Текст
Но в правительственной деятельности генералиссимус и светлейший князь не поднялся выше выделки гривенников из «непостоянного и фальшивого серебра» с добавлением мышьяка и выпрашивания герцогства и новой кареты у австрийского императора. Иностранные дипломаты стремились удерживать князя в рамках нужного их правительствам политического курса, соответственно расценивая его, по утверждению австрийского посла Рабутина, в качестве «капитала, приносящего… большие кредиты». Но при этом послы сетовали, что князь напрасно демонстрировал «суровость» своей власти и управлял, «как настоящий император», вместо того чтобы вести себя по понятным правилам: оказывать «милости», заручиться доверием самого царя, его сестры и членов Верховного тайного совета.

Упоение властью, репрессии против недавних союзников и прочих недовольных привели светлейшего князя к конфликтам с капризным подростком Петром II. Зато исполнение служебных обязанностей Меншикова уже не интересовало: в 1727 году он практически не посещал Военную коллегию, всё реже бывал на заседаниях Верховного тайного совета, подписывал протоколы не читая – и тем самым выпускал из рук контроль над гвардией и государственным аппаратом. В результате умелой интриги Меншиков был легко устранен, а его место заняли новые фавориты.

Четвертого июля 1727 года Верховный тайный совет назначил Волынского «министром» (послом) в Голштинию {185} , куда готовилась отправиться Анна Петровна с мужем. По-видимому, это решение принималось по воле светлейшего князя, поскольку сама цесаревна предпочла бы видеть на этом посту одного из сыновей канцлера Г.И. Головкина; но едва ли его можно признать удачным с точки зрения дипломатической практики: Артемий Петрович был слишком горяч, к тому же немецким языком не владел. Однако, по сведениям французского поверенного в делах Ж. Маньяна, защиту интересов принцессы официально взял на себя голштинский министр Геннинг Бассевич, и Волынскому ехать за границу не пришлось – и к лучшему: в далекой Голштинии дочь Петра I родила сына (будущего Петра III) и вскоре умерла от «горячки» {186} .

Исходные данные

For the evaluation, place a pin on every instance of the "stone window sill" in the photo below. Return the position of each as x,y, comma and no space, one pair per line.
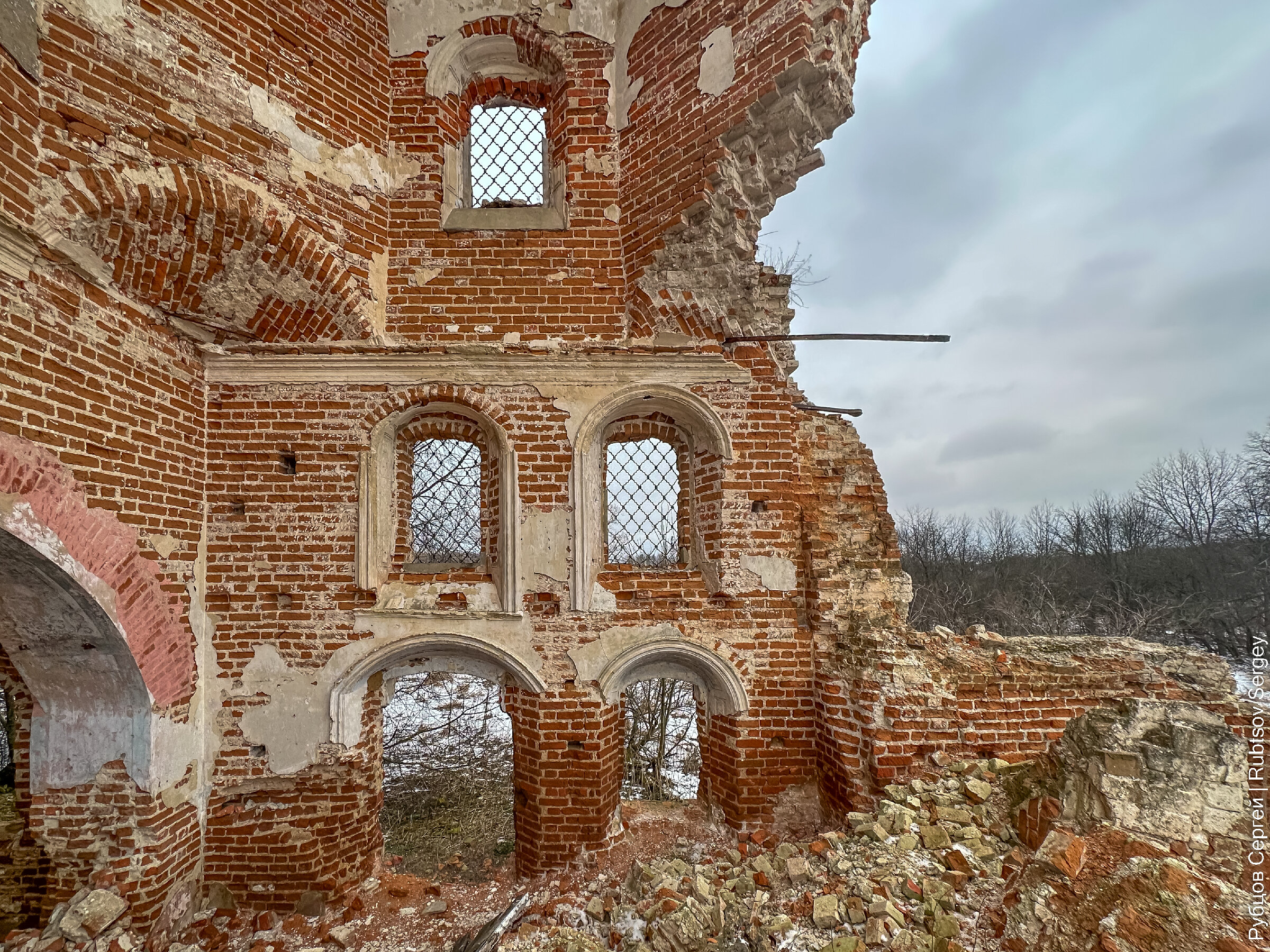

Задания к работе
**a.** Перепишите отрывок текста, начиная с "Упоение властью, репрессии" и заканчивая "заняли новые фавориты.", подставив "Меншикова" вместо "светлейшего князя".
**b.** Перечислите всех людей, за которыми в тексте указана дипломатическая должность, и назовите эти должности.
**c.** Перескажите в тексте абзац, начинающийся словами «Упоение властью», в виде короткого списка, сохранив главные факты.

Ответы по заданиям
**a.**
Упоение властью, репрессии против недавних союзников и прочих недовольных привели Меншикова к конфликтам с капризным подростком Петром II. Зато исполнение служебных обязанностей Меншикова уже не интересовало: в 1727 году он практически не посещал Военную коллегию, всё реже бывал на заседаниях Верховного тайного совета, подписывал протоколы не читая – и тем самым выпускал из рук контроль над гвардией и государственным аппаратом. В результате умелой интриги Меншиков был легко устранен, а его место заняли новые фавориты.

**b.**
- Рабутин: австрийский посол
- Волынский (Артемий Петрович): «министр» (посол) в Голштинию
- Ж. Маньян: французский поверенный в делах
- Геннинг Бассевич: голштинский министр

**c.**
- Упоение властью и репрессии против недавних союзников и недовольных привели Меншикова к конфликтам с капризным подростком Петром II.
- Служба его больше не интересовала: в 1727 году он почти не бывал в Военной коллегии, всё реже приходил на заседания Верховного тайного совета и подписывал протоколы не читая.
- Из-за этого он упускал контроль над гвардией и государственным аппаратом.
- Благодаря умелой интриге Меншикова легко устранили, и его место заняли новые фавориты.